## [TRAVAIL DEMANDÉ]
[A] Relevez toutes les personnes que le texte sur Aire-sur-la-Lys désigne explicitement comme comte de Flandre.
[B] Reprenez le texte sur Aire-sur-la-Lys à la suite de sa dernière phrase.

## [TEXTE DU DOCUMENT]
- - -
Aire sur la Lys, d’hier à aujourd’hui

Une commune flamande puis artésienne (847 – 1499)

Aire est citée une première fois en 847 : elle n’était alors qu’une villa occupant un léger relief au nord de la ville actuelle. La ville se développe autour du castrum que Baudoin II, comte de Flandre, fait construire vers l’an 900 au confluent de la Lys et du Mardyck pour résister aux invasions normandes. Ce château, dont il ne reste rien, était situé à l’emplacement actuel des places des Béguines et de Saint-Pierre. L’agglomération se développe le long de la route d’Arras à Saint-Omer, qui fait un angle droit au lieu-dit « ad crucem Arie ».

En 1059, alors qu’un nouveau château est construit, le comte de Flandre Baudoin V institue un chapitre de chanoines au sein du castrum et ordonne la construction d’une église consacrée à saint Pierre. L’église est consacrée en 1166, après plus d’un siècle de travaux ; elle était située au même endroit que l’actuelle collégiale mais était plus petite. Aire devient donc à la fin du XIIème siècle un centre religieux important, avec pas moins de 37 chanoines.

Vers l’an 1200, un nouveau château est construit par Baudouin IX. La ville est entourée d’une muraille en pierres blanches, dont le tracé ne changera pas jusqu’en 1893.

Au début du XIIème siècle, la ville devenue importante, 1 000 à 2 000 habitants peut-être, peut obtenir une charte de libertés communales, reconnue en 1188 par le comte de Flandre Philippe d’Alsace sous le nom de « charte de l’Amitié », mais qui existait déjà sous Clémence de Bourgogne (régente de 1096 à 1100). Le bourg ne cessera d’obtenir de nouvelles libertés au cours des siècles suivants. La commune est dirigée par un échevin ; un châtelain puis un bailli représentent le comte de Flandres. Le nouveau statut de la ville est symbolisé par ses armes, « un loup d’or sur fond de gueule », celui-ci sera plus tard remplacé par les armes actuelles et par la construction d’un beffroi, signalé à la fin du XIIème siècle.
- - -
## [CONTENU DES DONNÉES]

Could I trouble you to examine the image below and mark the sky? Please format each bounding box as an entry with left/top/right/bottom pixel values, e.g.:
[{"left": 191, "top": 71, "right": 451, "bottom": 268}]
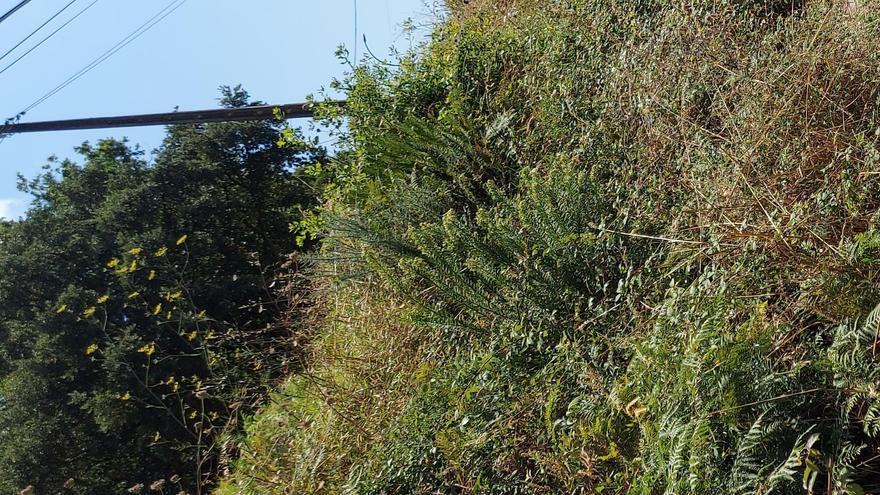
- - -
## [RÉPONSES]
[A] Baudoin II, Baudoin V, Philippe d'Alsace

[B]
Aire, ville flamande dont l’importance est comparable à celle d’Ypres ou de Courtrai, se soulève en 1213 contre le comte Ferrand de Portugal. Ce dernier assiège la ville, qui ne peut survivre que grâce à un convoi de grains providentiellement envoyé par le roi de France. Le culte que rend la ville à Notre-Dame Panetière serait lié à cet événement.

En 1237, le comté d’Artois est séparé du comté de Flandre et Aire fait partie de la nouvelle entité. Elle devient dès lors une ville frontière marquée par les conflits entre les comtes de Flandre et leur suzerain le roi de France. Néanmoins, si l’Artois est dévasté par la guerre de Cent Ans, les murs d’Aire découragent les Anglais de vouloir prendre la ville. Aire devient ainsi un refuge pour les populations rurales des environs. La commune refuse de reconnaître le roi Édouard III d’Angleterre en 1338.

En 1374, Marguerite, comtesse d’Artois, donne à la ville de nouvelles chartes. Sa petite-fille Marguerite ayant épousé en secondes noces le duc Philippe II de Bourgogne, l’Artois est rattaché en 1384 au très étendu duché de Bourgogne. C’est à Aire que le futur duc Philippe le Bon fait célébrer en 1415 les funérailles de ses deux oncles tués à Azincourt.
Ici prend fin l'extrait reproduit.